In 1889, the statue by Ettore Ferrari was inaugurated by the Mayor of Rome Alessandro Guiccioli, celebrating all professing “free thought” in a newly unified Italy. Of course it was not easy to place an anticlerical symbol in a clerical city. It was opposed not only by the Vatican but also the Rome city council. Pope Leo XIII called the statue a symbol “of the struggle to the bitter end against the Catholic religion.” Funds were raised by international subscription and only when a new council was elected could the project proceed.
On either side of the bronze monument are eight medallions with effigies of famous heretics, panels with scenes from the life of Bruno and an inscription by Giovanni Bovio: “To Bruno the century he divined, here where the fire burned.” On his death, all of Bruno’s books were placed on the Vatican's “Index of Forbidden Books”. He now stands permanently looking to the north towards his nemesis, the Papal Chancellery. Every year on the 17th of February anniversary, a small ceremony is held here by modern-day “free thinkers”. The Mayor is always invited but, in deference to the church, never attends, sending instead an official who delivers a speech where the original fate of Bruno is never mentioned.
Another theologian and scientist, Marco Antonio de Dominis was also burned in this square in 1624.
In Sydney in the 1920's, the Theosophical Society, a group of “free thinkers”, opened a radio station. They named it after Giordano Bruno ... 2GB.
Just behind Bruno, set into the pavement is a bronze plaque commemorating the place where 'heretical' books were burnt around the same time as Bruno. You will occasionally see similar but smaller brass plaques set into the pavement of some Roman streets, marking where Jewish families lived before being deported to concentration camps during WWII. (There are two about half way along the Via Giubbonari and of course, many to be found outside doorways in The Ghetto.)
Several 'madonnella' can be found around the Campo. They are Catholic descendants of a practice that developed around ‘lares’, or tutelary spirits of a house, in ancient Rome. Small statues used to be placed in high places on buildings to represent the lares. Now madonnella can be found all over Rome, especially at intersections, where they guard dangerous transitions in life.
More detail on Giordano Bruno:
Astronomy became a modern science in the 16th and 17th centuries, largely through the efforts of Copernicus and Galileo. It is less remembered than it should be that the life's work of Nicolas Copernicus, De Revolutionibus Orbium Coelestium Libri, containing his observations that the Earth and all the planets revolved around the sun—though formulated thirty years earlier—was not published until the year of his death, 1543. Copernicus had a good head on his shoulders and that is precisely where he wanted to keep it. Thus, he knew better than to go running through the streets of Unenlightenment Europe advising princes of The Church that the Earth wasn't the center of the universe. Even a century later, a very old, tired and beat up Galileo, understandably afraid of the torture that awaited him unless he bowed under, recanted his blasphemous confirmation of Copernican heliocentricity.
Between the time of Copernicus and Galileo came the fascinating figure of Giordano Bruno from Nola, near Naples. Unlike Copernicus, Bruno didn't believe in downplaying what he believed to be the truth. He was flamboyant, vain and loud. He was also, most improbably, a monk for eleven years of his young adulthood at the Franciscan monastery in Naples before renouncing his vows in order to set off around Europe as a wandering teacher of philosophy. Unlike Galileo, he not only didn't fear torture and death, but his last words on the subject —literally his last words on the subject, (spoken to his tormentors just after they had sentenced him)— were defiant: "Perhaps you who pronounce my sentence are in greater fear than I who receive it."

## Material for this exercise

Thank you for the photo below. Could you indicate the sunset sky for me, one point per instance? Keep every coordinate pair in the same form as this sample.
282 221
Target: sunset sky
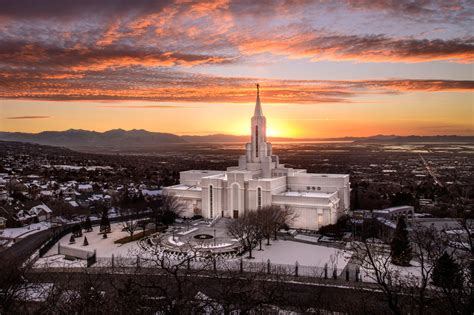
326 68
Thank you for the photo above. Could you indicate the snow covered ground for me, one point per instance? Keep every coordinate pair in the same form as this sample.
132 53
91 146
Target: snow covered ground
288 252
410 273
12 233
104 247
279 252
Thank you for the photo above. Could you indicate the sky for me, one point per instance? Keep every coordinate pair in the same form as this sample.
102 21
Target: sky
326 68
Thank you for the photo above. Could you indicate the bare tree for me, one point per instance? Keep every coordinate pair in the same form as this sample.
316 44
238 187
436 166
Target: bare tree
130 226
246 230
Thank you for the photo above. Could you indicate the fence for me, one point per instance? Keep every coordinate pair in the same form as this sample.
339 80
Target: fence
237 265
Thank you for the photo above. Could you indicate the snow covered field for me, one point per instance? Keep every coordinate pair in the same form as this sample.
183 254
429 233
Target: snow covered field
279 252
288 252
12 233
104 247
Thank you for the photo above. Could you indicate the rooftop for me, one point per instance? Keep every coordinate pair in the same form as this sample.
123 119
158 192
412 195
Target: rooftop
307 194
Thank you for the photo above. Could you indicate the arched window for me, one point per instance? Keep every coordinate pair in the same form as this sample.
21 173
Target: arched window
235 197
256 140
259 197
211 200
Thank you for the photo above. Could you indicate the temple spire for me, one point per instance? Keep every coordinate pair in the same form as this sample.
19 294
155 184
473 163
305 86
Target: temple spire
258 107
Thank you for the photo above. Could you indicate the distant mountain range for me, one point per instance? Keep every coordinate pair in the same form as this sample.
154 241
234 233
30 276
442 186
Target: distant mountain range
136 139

## Problems to solve
**a)** Add 66 to each number in the coordinate pairs that come after a "Target:" line, then reproduce the listing starting at the line containing "Thank you for the photo above. Could you indicate the bare" and ending at the end of the listing, with every other line left as it is.
**b)** Please write what follows in the article on Giordano Bruno, picking up after its final sentence.

## Answers in order
**a)**
Thank you for the photo above. Could you indicate the bare tree for me, one point per instance? Keep every coordinate pair in the same form as this sample.
316 44
238 187
436 166
Target: bare tree
196 292
312 296
Thank you for the photo above. Could you indicate the fence for me, one point per instance? Keep every coordinate pair in the same form as this sample.
339 80
Target: fence
303 331
Thank you for the photo above. Could you indicate the snow covered field for me, one point per instance? Keep every coordinate pair in the same form as this sample.
183 254
429 233
Target: snow covered field
345 318
354 318
78 299
170 313
Thank you for the photo above. Could you indicate the rooftop for me, one point per instance? Keep every coordinate pair in the same form as this sample.
123 119
158 192
412 195
Target: rooftop
373 260
Thank you for the photo above. Could you indicate the arched window for me, one point per instance? Keep every coordinate pair in the same form as this sample.
21 173
Target: arched window
301 263
322 206
325 263
277 266
Thank you for the photo above. Could you indicate the temple spire for me, one point per instance? Keep every coordinate pair in the same form as this sample.
19 294
155 184
473 163
305 86
Target: temple spire
324 173
Thank you for the photo above. Could you indicate the distant mountain range for me, one point per instance? Keep every coordinate pair in the same form as this sample.
154 241
234 233
30 276
442 186
Target: distant mountain range
202 205

**b)**
Giordano Bruno still fascinates us today. (Indeed, even James Joyce used to puzzle his friends by references to "the Nolan," and on occasion paid homage to this fellow heretic and believer in the magical power of words by using the pen-name "Gordon Brown"!) Bruno was caught between two ages in our civilization. He was a mystic, a devout man who brought with him from the past a belief in numerology, astrology and alchemy and even an interest in the revival of ancient Egyptian magic. He was, however, also a universal and tolerant man—one who wanted the universe to make sense, and, in that, he was a forerunner of the Age of Reason. He was, thus, ill at ease with the confining theology of his day, which proclaimed the Earth the center of all things. He believed in an infinite universe, a literal interpretation of the biblical "worlds upon worlds," a universe in which nothing is fixed, not even the stars, and where everything is relative, including time and motion, a universe in which we are but a tiny part of the great unknown and in which God becomes more of a universal mind, a substance inherent in all things, not a personal, external Prime Mover. Unorthodox views like this were to put him on a collision course with the Inquisition.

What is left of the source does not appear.